SUPPLIED MATERIAL>
[Start of Attachment]
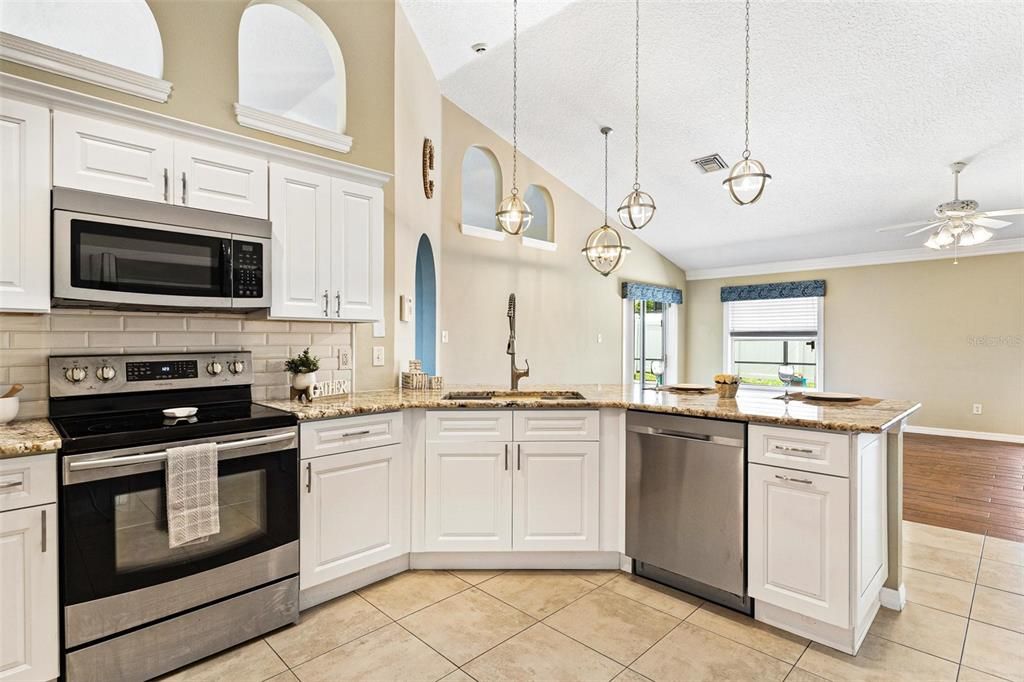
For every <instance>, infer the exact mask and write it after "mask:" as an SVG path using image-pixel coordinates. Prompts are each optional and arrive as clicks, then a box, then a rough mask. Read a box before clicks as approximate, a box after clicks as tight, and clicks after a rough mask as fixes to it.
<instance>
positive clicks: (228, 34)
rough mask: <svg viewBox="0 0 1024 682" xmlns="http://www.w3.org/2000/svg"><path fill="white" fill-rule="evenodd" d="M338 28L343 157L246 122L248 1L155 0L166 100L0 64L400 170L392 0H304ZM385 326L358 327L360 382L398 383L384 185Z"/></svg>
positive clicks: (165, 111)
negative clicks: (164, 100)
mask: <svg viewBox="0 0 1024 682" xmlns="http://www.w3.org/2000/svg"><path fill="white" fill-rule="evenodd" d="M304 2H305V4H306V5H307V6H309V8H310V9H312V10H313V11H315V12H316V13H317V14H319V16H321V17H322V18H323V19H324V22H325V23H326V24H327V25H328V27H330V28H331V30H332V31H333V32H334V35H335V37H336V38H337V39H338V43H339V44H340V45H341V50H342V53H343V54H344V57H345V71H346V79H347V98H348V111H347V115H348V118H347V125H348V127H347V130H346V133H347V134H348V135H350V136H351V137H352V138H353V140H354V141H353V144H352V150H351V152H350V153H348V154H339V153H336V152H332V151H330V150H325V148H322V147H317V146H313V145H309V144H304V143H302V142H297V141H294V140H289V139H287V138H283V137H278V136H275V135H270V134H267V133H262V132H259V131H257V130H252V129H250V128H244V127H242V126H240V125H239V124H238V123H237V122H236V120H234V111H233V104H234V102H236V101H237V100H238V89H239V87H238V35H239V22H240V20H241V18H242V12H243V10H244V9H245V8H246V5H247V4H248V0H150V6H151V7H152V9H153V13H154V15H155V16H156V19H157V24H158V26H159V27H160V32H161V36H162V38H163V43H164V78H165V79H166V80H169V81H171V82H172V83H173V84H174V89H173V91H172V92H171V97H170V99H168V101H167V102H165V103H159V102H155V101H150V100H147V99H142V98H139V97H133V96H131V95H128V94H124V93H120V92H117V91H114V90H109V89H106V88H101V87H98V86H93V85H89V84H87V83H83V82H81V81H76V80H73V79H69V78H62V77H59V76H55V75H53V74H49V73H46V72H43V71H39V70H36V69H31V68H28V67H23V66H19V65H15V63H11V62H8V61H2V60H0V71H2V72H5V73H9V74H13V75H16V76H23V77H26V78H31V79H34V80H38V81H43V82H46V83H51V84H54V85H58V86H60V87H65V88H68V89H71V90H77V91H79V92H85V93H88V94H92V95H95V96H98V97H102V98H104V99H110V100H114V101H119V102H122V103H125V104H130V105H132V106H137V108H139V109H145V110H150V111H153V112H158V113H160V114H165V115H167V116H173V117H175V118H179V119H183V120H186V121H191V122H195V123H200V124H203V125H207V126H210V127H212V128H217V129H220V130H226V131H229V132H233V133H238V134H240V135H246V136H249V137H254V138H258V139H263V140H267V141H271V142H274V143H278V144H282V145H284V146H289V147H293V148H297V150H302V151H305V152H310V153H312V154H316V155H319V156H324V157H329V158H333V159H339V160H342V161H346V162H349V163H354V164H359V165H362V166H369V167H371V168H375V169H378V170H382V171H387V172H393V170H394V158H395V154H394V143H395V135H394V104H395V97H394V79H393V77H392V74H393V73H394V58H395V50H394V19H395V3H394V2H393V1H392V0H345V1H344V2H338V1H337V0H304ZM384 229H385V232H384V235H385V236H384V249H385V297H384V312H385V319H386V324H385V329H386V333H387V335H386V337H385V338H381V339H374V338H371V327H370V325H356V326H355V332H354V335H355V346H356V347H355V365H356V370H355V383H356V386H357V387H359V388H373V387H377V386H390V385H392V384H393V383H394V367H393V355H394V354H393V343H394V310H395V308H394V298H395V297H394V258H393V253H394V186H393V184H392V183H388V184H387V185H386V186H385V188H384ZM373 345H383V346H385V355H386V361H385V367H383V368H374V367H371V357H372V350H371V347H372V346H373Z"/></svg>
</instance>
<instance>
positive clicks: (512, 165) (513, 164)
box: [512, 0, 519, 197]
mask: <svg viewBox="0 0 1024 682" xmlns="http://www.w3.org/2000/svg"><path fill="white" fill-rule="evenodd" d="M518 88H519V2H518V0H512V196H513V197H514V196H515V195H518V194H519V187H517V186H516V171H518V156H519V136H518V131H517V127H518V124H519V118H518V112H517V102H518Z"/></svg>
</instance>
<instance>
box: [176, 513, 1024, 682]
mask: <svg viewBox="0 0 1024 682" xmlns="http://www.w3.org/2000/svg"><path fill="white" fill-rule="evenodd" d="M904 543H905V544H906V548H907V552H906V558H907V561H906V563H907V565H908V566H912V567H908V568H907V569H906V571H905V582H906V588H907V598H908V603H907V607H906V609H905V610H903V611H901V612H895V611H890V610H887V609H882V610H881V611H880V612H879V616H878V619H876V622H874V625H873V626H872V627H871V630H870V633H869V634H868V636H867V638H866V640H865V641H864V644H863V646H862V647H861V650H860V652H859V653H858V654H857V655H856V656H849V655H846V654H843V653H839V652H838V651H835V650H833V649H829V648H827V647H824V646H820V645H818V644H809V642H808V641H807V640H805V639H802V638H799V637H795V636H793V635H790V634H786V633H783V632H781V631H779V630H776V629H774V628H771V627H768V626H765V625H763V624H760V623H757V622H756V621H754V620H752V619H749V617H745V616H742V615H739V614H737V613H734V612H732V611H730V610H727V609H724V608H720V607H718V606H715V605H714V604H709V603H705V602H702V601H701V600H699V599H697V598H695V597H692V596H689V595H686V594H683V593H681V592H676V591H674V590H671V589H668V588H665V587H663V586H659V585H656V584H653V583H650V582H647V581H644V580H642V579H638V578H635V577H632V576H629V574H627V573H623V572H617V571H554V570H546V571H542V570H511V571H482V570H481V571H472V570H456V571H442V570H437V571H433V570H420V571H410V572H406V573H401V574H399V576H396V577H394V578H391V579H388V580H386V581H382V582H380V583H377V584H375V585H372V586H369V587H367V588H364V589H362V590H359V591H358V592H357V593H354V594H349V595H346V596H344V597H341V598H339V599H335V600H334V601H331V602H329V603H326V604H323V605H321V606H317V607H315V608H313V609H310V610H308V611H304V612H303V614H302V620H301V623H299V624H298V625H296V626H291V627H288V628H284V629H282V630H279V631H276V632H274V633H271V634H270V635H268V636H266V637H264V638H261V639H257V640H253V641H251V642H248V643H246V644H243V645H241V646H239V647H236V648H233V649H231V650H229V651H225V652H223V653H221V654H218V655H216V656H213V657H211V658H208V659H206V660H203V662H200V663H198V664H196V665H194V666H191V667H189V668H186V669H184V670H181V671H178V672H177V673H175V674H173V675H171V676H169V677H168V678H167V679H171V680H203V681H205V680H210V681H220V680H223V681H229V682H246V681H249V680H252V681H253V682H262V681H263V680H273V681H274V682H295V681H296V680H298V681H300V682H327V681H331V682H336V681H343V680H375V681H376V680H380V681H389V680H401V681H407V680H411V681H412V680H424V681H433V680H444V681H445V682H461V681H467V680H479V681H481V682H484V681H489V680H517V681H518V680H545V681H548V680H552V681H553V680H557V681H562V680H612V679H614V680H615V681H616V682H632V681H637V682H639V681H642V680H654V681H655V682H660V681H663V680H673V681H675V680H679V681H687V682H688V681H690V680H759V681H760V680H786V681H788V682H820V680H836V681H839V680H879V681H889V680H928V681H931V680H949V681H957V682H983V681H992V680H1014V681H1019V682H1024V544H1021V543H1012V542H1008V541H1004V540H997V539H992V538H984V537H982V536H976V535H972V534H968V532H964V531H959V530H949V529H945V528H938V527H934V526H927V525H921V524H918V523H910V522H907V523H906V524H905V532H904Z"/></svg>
[End of Attachment]
PROBLEM DESCRIPTION>
Reproduce the data above word for word from its first line through the line that holds "positive clicks: (228, 34)", both ends included; skip pictures.

EXPECTED ANSWER>
For every <instance>, infer the exact mask and write it after "mask:" as an SVG path using image-pixel coordinates. Prompts are each optional and arrive as clicks, then a box, then a rough mask. Read a box before clicks as approximate, a box after clicks as tight, and clicks after a rough mask as fixes to it.
<instance>
positive clicks: (228, 34)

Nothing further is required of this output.